* start Records to use *

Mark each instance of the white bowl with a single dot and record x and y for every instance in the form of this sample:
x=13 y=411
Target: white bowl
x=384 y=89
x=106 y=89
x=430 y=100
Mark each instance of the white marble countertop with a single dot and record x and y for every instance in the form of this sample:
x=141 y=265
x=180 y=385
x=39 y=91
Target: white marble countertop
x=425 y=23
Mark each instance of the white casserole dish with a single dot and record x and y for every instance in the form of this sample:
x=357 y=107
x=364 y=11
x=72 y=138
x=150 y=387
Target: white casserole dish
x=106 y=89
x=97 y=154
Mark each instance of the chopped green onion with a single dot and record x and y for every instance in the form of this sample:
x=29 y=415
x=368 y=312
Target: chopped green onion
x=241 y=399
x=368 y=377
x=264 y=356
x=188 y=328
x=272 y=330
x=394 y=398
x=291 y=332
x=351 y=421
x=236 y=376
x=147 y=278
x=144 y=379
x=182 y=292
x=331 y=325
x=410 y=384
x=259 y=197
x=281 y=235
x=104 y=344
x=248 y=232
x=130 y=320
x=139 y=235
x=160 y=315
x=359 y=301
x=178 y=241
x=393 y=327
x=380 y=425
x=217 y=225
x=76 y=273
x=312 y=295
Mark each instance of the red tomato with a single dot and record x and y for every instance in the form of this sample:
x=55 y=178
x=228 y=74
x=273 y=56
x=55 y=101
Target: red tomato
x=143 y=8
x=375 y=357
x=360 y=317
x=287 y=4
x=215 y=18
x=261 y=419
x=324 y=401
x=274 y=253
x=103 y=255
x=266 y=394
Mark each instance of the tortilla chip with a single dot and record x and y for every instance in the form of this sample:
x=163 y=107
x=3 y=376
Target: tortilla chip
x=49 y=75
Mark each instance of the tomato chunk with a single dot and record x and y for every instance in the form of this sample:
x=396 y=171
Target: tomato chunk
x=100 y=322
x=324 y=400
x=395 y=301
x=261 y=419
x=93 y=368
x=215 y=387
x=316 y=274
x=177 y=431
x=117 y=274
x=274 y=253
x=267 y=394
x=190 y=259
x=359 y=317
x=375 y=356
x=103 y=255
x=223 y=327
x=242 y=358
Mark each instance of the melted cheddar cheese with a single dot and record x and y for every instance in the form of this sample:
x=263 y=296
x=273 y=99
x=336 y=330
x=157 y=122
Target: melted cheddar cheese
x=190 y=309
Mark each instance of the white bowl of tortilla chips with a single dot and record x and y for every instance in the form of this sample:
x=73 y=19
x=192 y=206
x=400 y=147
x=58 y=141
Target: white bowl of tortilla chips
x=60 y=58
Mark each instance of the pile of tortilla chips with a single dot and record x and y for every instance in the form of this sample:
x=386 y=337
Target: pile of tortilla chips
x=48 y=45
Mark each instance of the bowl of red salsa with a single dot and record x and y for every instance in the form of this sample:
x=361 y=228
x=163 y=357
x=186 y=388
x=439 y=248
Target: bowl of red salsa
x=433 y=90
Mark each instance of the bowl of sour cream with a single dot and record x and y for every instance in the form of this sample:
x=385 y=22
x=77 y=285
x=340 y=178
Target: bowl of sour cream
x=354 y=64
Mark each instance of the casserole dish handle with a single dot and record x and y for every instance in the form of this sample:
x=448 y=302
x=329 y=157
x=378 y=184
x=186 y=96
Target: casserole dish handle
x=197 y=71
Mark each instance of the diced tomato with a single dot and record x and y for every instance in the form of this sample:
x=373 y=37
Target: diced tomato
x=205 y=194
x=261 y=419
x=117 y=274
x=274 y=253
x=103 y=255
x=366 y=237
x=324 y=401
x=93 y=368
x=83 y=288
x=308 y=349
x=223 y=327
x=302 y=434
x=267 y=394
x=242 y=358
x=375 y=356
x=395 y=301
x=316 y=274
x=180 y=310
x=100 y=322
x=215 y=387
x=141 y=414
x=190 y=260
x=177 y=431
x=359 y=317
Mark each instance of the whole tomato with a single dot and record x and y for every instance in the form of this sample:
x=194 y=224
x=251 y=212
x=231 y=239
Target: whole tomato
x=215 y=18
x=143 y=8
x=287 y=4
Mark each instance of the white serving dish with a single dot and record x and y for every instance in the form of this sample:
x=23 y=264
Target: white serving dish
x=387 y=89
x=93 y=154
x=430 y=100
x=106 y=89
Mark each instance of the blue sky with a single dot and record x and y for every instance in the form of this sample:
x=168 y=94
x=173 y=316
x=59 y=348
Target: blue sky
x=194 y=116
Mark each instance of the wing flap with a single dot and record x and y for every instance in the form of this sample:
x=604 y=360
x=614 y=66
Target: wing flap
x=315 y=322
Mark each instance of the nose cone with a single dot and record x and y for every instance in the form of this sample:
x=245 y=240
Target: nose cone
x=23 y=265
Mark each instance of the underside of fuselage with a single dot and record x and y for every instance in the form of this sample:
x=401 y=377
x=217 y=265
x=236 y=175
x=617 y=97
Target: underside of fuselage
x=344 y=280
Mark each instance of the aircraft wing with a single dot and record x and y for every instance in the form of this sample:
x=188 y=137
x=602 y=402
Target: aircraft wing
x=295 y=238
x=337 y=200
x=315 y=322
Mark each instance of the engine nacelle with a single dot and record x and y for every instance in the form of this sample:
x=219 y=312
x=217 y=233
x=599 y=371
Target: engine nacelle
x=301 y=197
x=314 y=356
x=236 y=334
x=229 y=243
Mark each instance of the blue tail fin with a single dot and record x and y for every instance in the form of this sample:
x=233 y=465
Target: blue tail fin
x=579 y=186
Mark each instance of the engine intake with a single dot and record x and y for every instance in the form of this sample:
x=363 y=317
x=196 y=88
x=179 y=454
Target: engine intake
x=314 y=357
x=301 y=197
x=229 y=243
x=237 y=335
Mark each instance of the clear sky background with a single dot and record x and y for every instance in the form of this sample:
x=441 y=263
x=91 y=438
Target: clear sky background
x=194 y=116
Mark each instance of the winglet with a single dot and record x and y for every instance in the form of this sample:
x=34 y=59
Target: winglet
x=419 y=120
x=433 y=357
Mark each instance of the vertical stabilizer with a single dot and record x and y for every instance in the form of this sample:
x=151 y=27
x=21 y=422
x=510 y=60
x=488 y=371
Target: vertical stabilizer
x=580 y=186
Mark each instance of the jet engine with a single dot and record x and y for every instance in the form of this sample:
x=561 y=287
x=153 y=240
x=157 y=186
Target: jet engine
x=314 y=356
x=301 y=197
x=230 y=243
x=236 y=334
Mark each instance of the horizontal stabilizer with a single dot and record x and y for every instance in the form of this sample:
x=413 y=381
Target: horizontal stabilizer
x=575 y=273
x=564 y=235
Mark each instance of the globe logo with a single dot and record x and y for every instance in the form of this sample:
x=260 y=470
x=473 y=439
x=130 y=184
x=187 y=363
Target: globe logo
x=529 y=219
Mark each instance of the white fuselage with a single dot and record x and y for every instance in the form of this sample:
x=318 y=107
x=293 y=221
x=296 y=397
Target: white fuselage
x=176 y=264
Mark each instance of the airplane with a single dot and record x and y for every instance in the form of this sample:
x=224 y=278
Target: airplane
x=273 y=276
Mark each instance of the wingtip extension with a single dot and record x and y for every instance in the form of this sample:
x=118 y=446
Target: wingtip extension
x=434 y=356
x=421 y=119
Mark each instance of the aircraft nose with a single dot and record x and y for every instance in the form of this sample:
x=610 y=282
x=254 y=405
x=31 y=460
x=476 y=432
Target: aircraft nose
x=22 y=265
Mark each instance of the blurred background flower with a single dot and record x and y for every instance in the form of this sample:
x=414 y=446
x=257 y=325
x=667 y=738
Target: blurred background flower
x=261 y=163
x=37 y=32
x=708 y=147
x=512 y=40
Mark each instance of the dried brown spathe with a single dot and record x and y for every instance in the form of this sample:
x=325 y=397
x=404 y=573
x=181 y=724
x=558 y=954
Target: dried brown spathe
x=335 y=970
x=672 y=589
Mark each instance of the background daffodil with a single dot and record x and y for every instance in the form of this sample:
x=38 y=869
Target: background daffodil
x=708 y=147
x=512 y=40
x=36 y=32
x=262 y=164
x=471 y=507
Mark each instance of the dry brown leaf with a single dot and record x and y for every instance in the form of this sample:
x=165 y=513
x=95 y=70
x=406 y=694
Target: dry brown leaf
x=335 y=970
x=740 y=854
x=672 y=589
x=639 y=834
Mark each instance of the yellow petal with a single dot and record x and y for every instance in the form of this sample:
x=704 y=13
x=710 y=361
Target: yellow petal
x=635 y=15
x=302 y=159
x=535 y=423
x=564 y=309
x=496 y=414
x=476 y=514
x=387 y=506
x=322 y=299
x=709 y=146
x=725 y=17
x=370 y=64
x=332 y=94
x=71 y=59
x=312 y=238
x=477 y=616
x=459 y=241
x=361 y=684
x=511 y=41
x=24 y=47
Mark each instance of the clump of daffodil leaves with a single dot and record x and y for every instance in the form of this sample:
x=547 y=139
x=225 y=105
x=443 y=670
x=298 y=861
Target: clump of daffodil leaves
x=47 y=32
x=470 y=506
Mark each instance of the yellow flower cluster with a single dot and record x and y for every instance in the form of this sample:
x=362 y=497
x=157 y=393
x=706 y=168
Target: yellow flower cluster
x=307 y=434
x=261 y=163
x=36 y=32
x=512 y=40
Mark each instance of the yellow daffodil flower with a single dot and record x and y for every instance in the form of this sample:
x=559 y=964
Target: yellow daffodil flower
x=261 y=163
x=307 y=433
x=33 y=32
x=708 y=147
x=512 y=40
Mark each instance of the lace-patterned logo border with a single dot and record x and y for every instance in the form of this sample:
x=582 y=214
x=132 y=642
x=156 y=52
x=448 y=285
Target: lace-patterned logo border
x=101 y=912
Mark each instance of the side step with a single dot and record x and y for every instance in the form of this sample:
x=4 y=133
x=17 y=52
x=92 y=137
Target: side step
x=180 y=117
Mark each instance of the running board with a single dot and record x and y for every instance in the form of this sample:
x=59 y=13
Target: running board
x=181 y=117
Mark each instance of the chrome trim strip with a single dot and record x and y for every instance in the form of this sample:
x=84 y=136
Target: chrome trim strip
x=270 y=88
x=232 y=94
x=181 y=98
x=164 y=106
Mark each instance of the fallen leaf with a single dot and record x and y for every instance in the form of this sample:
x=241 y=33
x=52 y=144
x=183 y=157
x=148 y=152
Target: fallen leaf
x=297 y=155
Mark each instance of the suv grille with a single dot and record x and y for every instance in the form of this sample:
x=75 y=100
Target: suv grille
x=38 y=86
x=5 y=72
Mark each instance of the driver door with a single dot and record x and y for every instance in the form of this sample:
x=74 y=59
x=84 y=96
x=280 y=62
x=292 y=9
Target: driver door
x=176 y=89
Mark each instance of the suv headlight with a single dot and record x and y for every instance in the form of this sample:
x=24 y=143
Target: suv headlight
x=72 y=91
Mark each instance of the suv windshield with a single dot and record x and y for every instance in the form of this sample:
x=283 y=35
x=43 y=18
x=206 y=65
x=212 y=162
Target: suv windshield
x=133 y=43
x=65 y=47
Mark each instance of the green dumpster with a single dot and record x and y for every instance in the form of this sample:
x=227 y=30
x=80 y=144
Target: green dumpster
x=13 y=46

* end Records to use *

• Your objective
Edit the entries from the line with "Mark each instance of the wingtip" up to and including the line with "x=470 y=506", replacing "dry brown leaf" with "withered brown leaf" wherever it occurs and leaving everything else unchanged. Provide only those lines.

• Finished answer
Mark each instance of the wingtip extension with a single dot and record x and y for every instance in the form of this sample:
x=118 y=446
Target: wingtip extension
x=434 y=356
x=421 y=119
Mark each instance of the aircraft nose with a single dot and record x and y for every instance in the form of this sample:
x=610 y=282
x=254 y=405
x=31 y=460
x=476 y=432
Target: aircraft nose
x=22 y=265
Mark each instance of the blurred background flower with a single dot and record x and y for every instance in the form of this sample:
x=414 y=446
x=257 y=325
x=667 y=738
Target: blurred background flower
x=261 y=163
x=37 y=32
x=708 y=147
x=512 y=40
Mark each instance of the dried brown spathe with a single dot and record x and y for every instance in the form of this sample:
x=325 y=397
x=404 y=573
x=181 y=724
x=558 y=954
Target: dried brown spathe
x=335 y=970
x=672 y=589
Mark each instance of the background daffodil with a single dot and record x and y for every instance in the form of this sample:
x=38 y=869
Target: background daffodil
x=708 y=147
x=512 y=40
x=36 y=32
x=262 y=164
x=471 y=507
Mark each instance of the withered brown leaf with a single dot and record x and y for every instance in the form of this sample:
x=165 y=513
x=95 y=70
x=406 y=694
Target: withered brown leaf
x=335 y=970
x=740 y=854
x=672 y=589
x=639 y=834
Mark each instance of the yellow petal with a single dot and record x and y for every instance in the form of this sample:
x=704 y=13
x=710 y=361
Target: yellow petal
x=635 y=15
x=302 y=159
x=535 y=423
x=564 y=309
x=496 y=414
x=476 y=514
x=387 y=506
x=322 y=299
x=709 y=146
x=725 y=17
x=370 y=64
x=332 y=94
x=71 y=59
x=312 y=238
x=477 y=616
x=459 y=241
x=361 y=684
x=511 y=41
x=24 y=47
Mark each instance of the clump of daffodil leaves with a single dot and record x and y for every instance in the form of this sample:
x=547 y=139
x=225 y=105
x=443 y=670
x=298 y=861
Target: clump of daffodil leaves
x=47 y=32
x=470 y=506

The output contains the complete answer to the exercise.